Set down exactly the lines from the one containing "Task | locate the dark" through the last line of the records below, both included, and nothing else.

Stored items:
******************************

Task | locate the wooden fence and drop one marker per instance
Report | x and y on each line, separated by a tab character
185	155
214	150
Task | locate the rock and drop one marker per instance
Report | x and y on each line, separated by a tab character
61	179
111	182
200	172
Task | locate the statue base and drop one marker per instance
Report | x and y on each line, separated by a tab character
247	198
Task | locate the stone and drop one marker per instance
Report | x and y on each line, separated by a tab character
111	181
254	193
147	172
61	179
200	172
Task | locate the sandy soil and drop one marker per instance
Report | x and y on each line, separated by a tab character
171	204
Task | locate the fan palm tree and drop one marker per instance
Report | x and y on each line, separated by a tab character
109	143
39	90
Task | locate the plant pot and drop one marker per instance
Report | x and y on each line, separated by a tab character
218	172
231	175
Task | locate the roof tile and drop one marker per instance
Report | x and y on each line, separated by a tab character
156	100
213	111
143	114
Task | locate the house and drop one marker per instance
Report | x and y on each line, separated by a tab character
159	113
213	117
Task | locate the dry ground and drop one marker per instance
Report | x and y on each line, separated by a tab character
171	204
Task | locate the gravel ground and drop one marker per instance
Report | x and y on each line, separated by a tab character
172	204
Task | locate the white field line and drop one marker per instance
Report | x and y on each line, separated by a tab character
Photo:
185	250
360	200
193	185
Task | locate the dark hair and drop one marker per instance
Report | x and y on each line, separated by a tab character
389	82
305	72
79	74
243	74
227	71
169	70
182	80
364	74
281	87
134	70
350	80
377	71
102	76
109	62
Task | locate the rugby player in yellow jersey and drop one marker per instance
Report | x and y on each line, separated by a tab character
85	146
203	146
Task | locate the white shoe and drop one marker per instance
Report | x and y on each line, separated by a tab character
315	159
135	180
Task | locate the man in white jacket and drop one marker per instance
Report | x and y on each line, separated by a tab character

******************************

[The output]
Task | locate the dark hair and drop one marker per instance
Report | x and y on each line, separated by a tab character
389	82
305	72
79	74
243	74
227	71
169	70
182	80
364	74
281	87
134	70
350	80
377	71
102	76
109	62
Task | locate the rugby player in yellow jersey and drop one marker per instance
Report | x and y on each line, separated by a tab character
85	146
203	146
Task | locate the white shoe and drop one marker per instance
Report | x and y on each line, separated by a tab character
315	159
135	180
Task | locate the man in white jacket and drop one marker per instance
Report | x and y on each line, separated by a tab character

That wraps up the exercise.